Doutor em sociologia pela Universidade de Heidelberg (Alemanha), professor da UFABC e autor de quase trinta livros, o sociólogo Jessé de Souza tem uma forma toda original de olhar para o Brasil e apontar falhas de leitura dos maiores intelectuais que o país já produziu.
Estamos falando de gente como Gilberto Freyre, Sérgio Buarque de Holanda e Raymundo Faoro. O argumento de Jessé de Souza contra esses gigantes é que nenhum deles foi capaz de perceber a escravidão como elemento estruturante da nossa sociedade desde o seu nascimento, com reflexos sentidos até hoje de maneira evidente. Para o sociólogo, a escravidão, e não a corrupção, é o que define a sociedade brasileira.
Os dados sobre a violência no país, recordista mundial em homicídios, não deixam dúvidas quanto ao fato de que matamos uns aos outros mais que nações oficialmente em guerra, e não é coincidência que os grupos mais fragilizados tenham cor, classe e endereço certos: pretos, pobres e periféricos.
Esses seriam, para o sociólogo, alguns dos efeitos práticos da ausência de reflexão sobre a escravidão no Brasil, onde tende-se a naturalizar a miséria e o sofrimento alheio.
Nós não nos importamos com a dor e com o sofrimento dos pobres, as evidências empíricas são claríssimas como a luz do sol, inegáveis para qualquer pessoa de boa vontade. A polícia mata pobres indiscriminadamente – e faz isso porque a classe média e a elite aplaudem […] São provas de que temos, como sociedade, ódio aos pobres. Isso veio da escravidão, em que havia uma distinção muito clara entre quem é gente e quem não é. Por isso, não nos importamos com o tipo de escola e de hospital que essa classe vai ter, por exemplo, o que é uma enorme burrice porque estamos criando inimigos, ressentimento. A Alemanha fez um esforço extraordinário para incorporar os 17 milhões que viviam na Alemanha Oriental, tornando seu mercado mais forte, mas aqui a gente simplesmente joga no lixo esse tipo de coisa porque nunca criticamos a nossa herança escravocrata”, explica Souza.
Como se não bastasse o fato de que a violência, entranhada no nosso tecido social desde os primórdios, jamais tenha sido devidamente elaborada, vivemos tempos em que ela encontra canais para se expressar livremente.

++++

• [Tarefas propostas]
#1 Indique se cada afirmação está de acordo com o excerto sobre Jessé de Souza, respondendo sim ou não e citando literalmente as palavras do excerto que o comprovam: (a) Jessé de Souza doutorou-se em sociologia pela Universidade de Heidelberg; (b) segundo o sociólogo, a corrupção é o que define a sociedade brasileira; (c) a Alemanha incorporou os 17 milhões de pessoas que viviam na Alemanha Oriental.
#2 Segundo o excerto sobre Jessé de Souza, quais intelectuais brasileiros são alvo da crítica do sociólogo?

++++

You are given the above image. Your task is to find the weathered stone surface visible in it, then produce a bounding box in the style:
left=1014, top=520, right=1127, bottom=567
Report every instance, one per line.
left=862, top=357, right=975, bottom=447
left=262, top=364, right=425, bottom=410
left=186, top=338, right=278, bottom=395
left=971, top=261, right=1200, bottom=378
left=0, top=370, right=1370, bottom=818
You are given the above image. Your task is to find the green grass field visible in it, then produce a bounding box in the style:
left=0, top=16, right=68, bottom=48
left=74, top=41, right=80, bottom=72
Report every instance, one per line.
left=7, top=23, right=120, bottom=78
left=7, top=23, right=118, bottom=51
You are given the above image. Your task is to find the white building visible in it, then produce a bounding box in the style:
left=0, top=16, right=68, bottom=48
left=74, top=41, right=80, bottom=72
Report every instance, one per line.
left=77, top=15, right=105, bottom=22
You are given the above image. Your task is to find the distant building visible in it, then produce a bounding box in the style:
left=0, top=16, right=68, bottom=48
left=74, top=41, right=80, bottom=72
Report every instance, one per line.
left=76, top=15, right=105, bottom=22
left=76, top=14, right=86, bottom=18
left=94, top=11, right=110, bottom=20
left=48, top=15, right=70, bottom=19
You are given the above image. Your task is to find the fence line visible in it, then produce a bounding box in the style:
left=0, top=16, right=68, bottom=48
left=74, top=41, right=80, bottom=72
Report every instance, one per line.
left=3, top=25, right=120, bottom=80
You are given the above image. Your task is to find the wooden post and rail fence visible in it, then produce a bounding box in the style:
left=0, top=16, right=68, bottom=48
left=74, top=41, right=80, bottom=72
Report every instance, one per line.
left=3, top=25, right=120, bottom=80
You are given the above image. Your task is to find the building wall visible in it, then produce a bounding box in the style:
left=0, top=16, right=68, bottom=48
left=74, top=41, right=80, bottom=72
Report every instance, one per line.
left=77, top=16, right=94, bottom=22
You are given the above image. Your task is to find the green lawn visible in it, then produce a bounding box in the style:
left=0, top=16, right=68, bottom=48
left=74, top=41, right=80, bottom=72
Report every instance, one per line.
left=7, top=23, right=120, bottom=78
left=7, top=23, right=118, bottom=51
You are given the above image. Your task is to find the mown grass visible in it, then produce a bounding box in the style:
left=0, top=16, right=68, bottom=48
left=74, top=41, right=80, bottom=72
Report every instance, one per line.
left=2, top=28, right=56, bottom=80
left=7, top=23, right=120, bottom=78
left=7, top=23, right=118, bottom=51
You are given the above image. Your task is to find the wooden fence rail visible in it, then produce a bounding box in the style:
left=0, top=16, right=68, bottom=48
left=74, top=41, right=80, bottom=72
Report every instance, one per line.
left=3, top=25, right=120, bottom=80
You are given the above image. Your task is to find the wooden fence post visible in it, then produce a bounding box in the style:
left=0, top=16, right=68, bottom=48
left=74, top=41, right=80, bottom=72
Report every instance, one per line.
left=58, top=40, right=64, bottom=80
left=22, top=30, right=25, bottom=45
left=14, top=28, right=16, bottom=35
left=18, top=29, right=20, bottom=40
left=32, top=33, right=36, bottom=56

++++

• [Exercício resolvido]
#1
(a) Sim: "Doutor em sociologia pela Universidade de Heidelberg (Alemanha)".
(b) Não: "a escravidão, e não a corrupção, é o que define a sociedade brasileira".
(c) Sim: "A Alemanha fez um esforço extraordinário para incorporar os 17 milhões que viviam na Alemanha Oriental".

#2 Gilberto Freyre, Sérgio Buarque de Holanda e Raymundo Faoro.